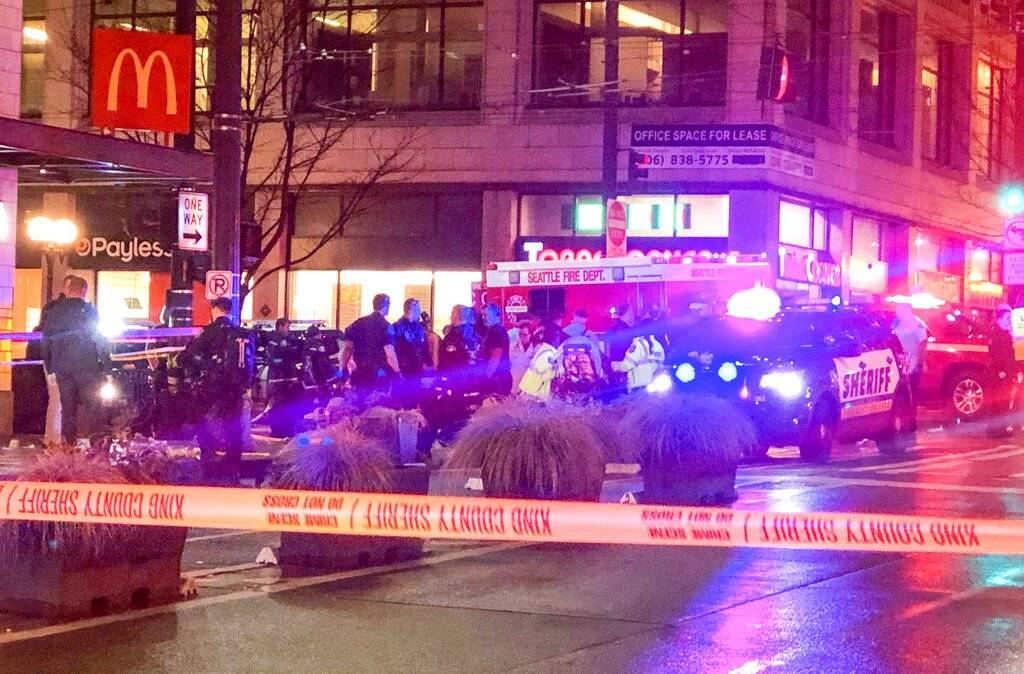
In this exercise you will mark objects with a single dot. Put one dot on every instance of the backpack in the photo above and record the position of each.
(235, 360)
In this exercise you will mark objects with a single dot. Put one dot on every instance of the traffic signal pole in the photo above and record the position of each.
(609, 158)
(225, 139)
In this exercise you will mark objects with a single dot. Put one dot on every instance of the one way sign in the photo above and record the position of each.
(194, 223)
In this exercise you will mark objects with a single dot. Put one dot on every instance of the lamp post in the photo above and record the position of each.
(54, 236)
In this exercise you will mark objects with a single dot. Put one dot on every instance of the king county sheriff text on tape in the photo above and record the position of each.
(499, 519)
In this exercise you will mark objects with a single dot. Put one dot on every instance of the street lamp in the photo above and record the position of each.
(55, 237)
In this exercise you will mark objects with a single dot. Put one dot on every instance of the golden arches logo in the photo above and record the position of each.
(142, 73)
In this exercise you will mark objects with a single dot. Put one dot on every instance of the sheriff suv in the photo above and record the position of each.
(810, 376)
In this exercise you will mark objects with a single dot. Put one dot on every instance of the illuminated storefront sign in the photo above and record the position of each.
(944, 286)
(806, 265)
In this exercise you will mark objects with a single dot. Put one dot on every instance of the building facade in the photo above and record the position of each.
(876, 175)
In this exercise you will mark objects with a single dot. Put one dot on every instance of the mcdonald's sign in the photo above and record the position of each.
(141, 80)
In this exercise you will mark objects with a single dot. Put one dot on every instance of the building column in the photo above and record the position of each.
(753, 24)
(754, 223)
(500, 217)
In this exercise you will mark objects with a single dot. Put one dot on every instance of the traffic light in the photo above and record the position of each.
(775, 78)
(1011, 199)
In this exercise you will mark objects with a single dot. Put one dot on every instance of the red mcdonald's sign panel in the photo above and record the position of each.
(141, 80)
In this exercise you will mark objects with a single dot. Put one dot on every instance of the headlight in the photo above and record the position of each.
(786, 384)
(662, 383)
(685, 373)
(108, 391)
(728, 372)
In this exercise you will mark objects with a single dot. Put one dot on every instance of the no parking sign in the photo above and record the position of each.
(218, 284)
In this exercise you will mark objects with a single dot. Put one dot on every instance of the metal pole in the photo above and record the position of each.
(609, 159)
(184, 24)
(225, 140)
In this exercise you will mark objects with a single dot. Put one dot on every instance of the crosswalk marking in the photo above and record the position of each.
(953, 461)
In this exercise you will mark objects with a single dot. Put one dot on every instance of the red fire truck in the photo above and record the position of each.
(543, 289)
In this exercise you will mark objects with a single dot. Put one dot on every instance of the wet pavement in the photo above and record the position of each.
(498, 607)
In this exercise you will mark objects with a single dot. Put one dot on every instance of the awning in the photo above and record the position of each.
(53, 156)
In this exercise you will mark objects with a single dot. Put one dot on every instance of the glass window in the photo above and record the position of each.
(807, 35)
(794, 224)
(866, 239)
(419, 54)
(927, 251)
(672, 51)
(877, 52)
(547, 215)
(990, 110)
(936, 92)
(702, 215)
(33, 67)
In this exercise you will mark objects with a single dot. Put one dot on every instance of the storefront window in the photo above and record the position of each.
(404, 53)
(927, 251)
(698, 216)
(672, 51)
(338, 298)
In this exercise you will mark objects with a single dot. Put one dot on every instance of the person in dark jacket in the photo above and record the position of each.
(215, 361)
(1005, 372)
(76, 353)
(370, 342)
(284, 353)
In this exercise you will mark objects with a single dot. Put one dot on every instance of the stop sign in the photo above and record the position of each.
(615, 226)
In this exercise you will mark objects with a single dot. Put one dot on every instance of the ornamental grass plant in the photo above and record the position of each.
(335, 459)
(531, 450)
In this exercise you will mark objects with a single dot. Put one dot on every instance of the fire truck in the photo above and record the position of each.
(559, 287)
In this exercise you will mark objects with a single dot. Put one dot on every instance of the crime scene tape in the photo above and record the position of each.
(499, 519)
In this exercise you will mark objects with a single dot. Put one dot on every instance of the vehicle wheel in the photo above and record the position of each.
(820, 437)
(900, 434)
(757, 452)
(966, 395)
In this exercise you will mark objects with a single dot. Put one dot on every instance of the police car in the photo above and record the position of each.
(808, 376)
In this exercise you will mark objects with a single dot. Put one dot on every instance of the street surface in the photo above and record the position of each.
(517, 607)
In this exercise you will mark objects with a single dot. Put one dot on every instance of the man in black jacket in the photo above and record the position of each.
(220, 361)
(76, 353)
(1005, 372)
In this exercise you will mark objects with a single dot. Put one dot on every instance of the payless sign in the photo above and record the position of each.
(141, 80)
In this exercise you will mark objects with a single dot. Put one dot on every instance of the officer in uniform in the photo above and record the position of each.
(221, 361)
(284, 354)
(76, 353)
(644, 357)
(413, 351)
(370, 342)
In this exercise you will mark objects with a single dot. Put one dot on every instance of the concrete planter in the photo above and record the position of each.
(143, 572)
(302, 553)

EXERCISE: Repeat all of the records verbatim, leaving out the pictures.

EXERCISE SOLUTION:
In this exercise you will mark objects with a single dot. Put one dot on every instance of the backpack in the photo above and record the position of each.
(235, 360)
In this exercise you will mark objects with a single dot. Put one dot on every instance of the traffic signal pole in the photo above and record the position of each.
(609, 158)
(225, 139)
In this exercise you will mark objects with a single dot. Put one dot on every instance of the one way sign in the photo above and record the position of each.
(194, 223)
In this exercise you will mark objects with a single dot. Put one dot on every instance of the lamp post in the photo above and record the position of each.
(54, 236)
In this exercise you will mark objects with a single dot. Put one dot on every instance of the king county sheriff text on tape in the photo above and record the position of each.
(499, 519)
In this exercise you will mark objects with a single dot. Put one dot on every instance of the street lamp in the photo above and record the position of each.
(55, 237)
In this exercise you will mark objects with a single dot. Put one dot on every instance of the golden arches logo in the photo above and record the position of each.
(142, 73)
In this exercise you will mark objects with a single dot. Put one dot on every instance of the sheriff suv in the photo above and record the position of each.
(810, 376)
In this exercise you will mark objects with a single dot. Put one dot on every instance of the illuminated storefront sign in the photo above and record the position of each.
(944, 286)
(806, 265)
In this exercise you will mark objects with a single dot. Put one dot on every instance of the building facade in the photo above and record the position of each.
(876, 175)
In this exercise you will mark objects with a single dot. Put one dot on every instance of the mcdonald's sign in the photo above and record the position of each.
(141, 80)
In this exercise you will mark objects with a single dot. Put one dot on every instance of the building column in the photo above and record the position of each.
(753, 24)
(754, 223)
(500, 217)
In this exercise you will mark objects with a single dot. Put one dot on every instance of the traffic light in the photo above and record the position of each.
(775, 78)
(1011, 199)
In this exercise you will mark objects with a single dot. Put one dot on every instance of the red mcdonald's sign panel in the photo above and record the position of each.
(141, 80)
In this exercise you will mark objects with a single dot. Put one dot on every instance of the headlight in the photo above and record the position of each.
(786, 384)
(662, 383)
(685, 373)
(108, 391)
(728, 372)
In this exercise you will mark objects with a single dot. Put one dot on every instance of the no parking sign in the photo above and record the position of each.
(218, 284)
In this exercise you will mark objects with a single dot. Put one dot on every instance of the metal pole in the photo above and record the position of each.
(609, 159)
(184, 24)
(225, 140)
In this exercise you will mark objects with a single dot. Put one dot on every instance of the crosswalk marking in the photo above and record the position of each.
(953, 461)
In this exercise you will mark objects with a single dot. Put one dot on every instance of the red fire truck in the photo above and record the position of each.
(543, 289)
In this exercise you will mark objects with a single dot. Put one dot on every instance of the wet pavement in the photo above and record the position of each.
(498, 607)
In this exercise you will mark objects with a single dot. Put one dot on every instance of the awning in the photo above and record the position of each.
(53, 156)
In this exercise you will mark objects with a single dot. Put one dot on every instance of the glass window in the photo above and record the position of each.
(807, 35)
(794, 224)
(866, 239)
(419, 54)
(927, 251)
(672, 51)
(877, 52)
(547, 215)
(990, 110)
(936, 92)
(702, 215)
(33, 67)
In this exercise you will mark objects with a single dot. Put one dot on every instance of the storefront window in the photo above and record the position of each.
(404, 53)
(927, 251)
(698, 216)
(672, 51)
(338, 298)
In this exercise you will mark objects with a single dot. Put one dot on every instance of the person in dark jacket in the photo above and record the position of each.
(215, 361)
(1005, 372)
(76, 353)
(370, 342)
(284, 353)
In this exercise you will mark objects with a single dot. Put one dot on every instance of the stop sign in the photo above and record the position of each.
(615, 226)
In this exercise you will mark objects with a single dot. Put one dot on every instance of the ornamental grass plant in the photo above and record the position of each.
(335, 459)
(531, 450)
In this exercise you will mark objects with a single dot. Put one dot on every instance of the fire truck in the photo above and record the position of each.
(559, 287)
In this exercise you will mark objects with a single dot. Put one dot on every instance of the crime scene tape in the photo above and record the position of each.
(499, 519)
In this exercise you will mark objects with a single dot. Put one dot on every instance of the vehicle wheel in the photo above and record the position of each.
(820, 437)
(900, 434)
(757, 452)
(966, 395)
In this exercise you will mark objects with a single dot. Put one dot on every instance of the police car in the photo above and record the position of each.
(808, 376)
In this exercise you will mark objects with a single dot. Put one dot on every instance of the street surface in the photo above and record the position of each.
(517, 607)
In this exercise you will mark objects with a single dot. Put one dot on every instance of the man in black jacket in the photo above and record the position of each.
(220, 361)
(76, 353)
(1005, 372)
In this exercise you will mark objects with a single dot. Put one dot on every instance of the payless sign in the photo above and record the position of each.
(141, 80)
In this exercise you will mark objects with a single dot. Put one dot on every instance of the officer in uniform in the photo above and record the position of each.
(221, 361)
(284, 354)
(76, 353)
(644, 357)
(413, 351)
(370, 342)
In this exercise you will mark objects with a single dot. Put one dot on every instance of the concrete planter in the photo above and record the position of each.
(143, 572)
(302, 553)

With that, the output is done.